- Direction: Reproduce every line of the data below, omitting the pictures. Multiply each coordinate in the answer outlines by 1.7 and round to whole numbers, rounding halves up; leave all other numbers as they are.

— Start —

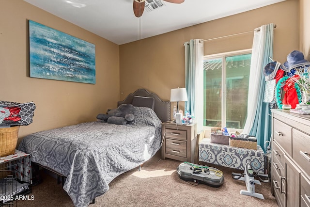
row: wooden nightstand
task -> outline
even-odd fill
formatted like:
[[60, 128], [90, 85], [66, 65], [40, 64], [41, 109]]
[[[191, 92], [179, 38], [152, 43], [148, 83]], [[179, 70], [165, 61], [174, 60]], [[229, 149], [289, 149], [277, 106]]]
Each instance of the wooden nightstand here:
[[161, 159], [167, 158], [183, 161], [194, 162], [196, 147], [197, 124], [176, 125], [163, 123], [161, 126]]

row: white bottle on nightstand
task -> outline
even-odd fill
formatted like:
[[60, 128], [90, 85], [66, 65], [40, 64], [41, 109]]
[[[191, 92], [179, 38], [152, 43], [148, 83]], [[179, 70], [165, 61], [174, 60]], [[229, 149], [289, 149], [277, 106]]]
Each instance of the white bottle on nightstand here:
[[175, 106], [174, 106], [174, 107], [173, 107], [173, 121], [175, 122], [175, 117], [176, 116], [176, 107]]

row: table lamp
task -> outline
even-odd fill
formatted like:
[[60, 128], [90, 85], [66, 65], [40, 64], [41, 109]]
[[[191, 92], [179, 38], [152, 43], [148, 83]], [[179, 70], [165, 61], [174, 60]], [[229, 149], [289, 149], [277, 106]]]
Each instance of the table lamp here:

— End —

- Complete answer:
row: wooden nightstand
task -> outline
even-odd fill
formatted like:
[[60, 128], [90, 85], [66, 65], [40, 64], [41, 109]]
[[[191, 92], [179, 38], [152, 43], [148, 83]], [[179, 70], [165, 61], [174, 60]], [[229, 149], [289, 149], [277, 106]]]
Each instance of the wooden nightstand here:
[[274, 270], [284, 269], [311, 274], [330, 275], [333, 250], [335, 211], [299, 213], [277, 209], [274, 214]]

row: white bottle on nightstand
task -> outline
even-odd fill
formatted like:
[[60, 128], [90, 85], [66, 65], [40, 64], [41, 109]]
[[[191, 92], [179, 38], [152, 43], [148, 83]], [[179, 70], [165, 61], [174, 60]], [[229, 149], [289, 149], [277, 106]]]
Each instance of the white bottle on nightstand here:
[[298, 180], [296, 180], [296, 182], [294, 182], [294, 206], [298, 207], [298, 199], [299, 197], [299, 182]]

row: table lamp
task -> outline
even-odd fill
formatted like:
[[60, 128], [90, 85], [66, 65], [40, 64], [41, 109]]
[[[191, 92], [179, 38], [152, 43], [148, 83]], [[179, 70], [165, 61], [174, 60]], [[229, 149], [289, 149], [277, 106]]]
Each instance of the table lamp here:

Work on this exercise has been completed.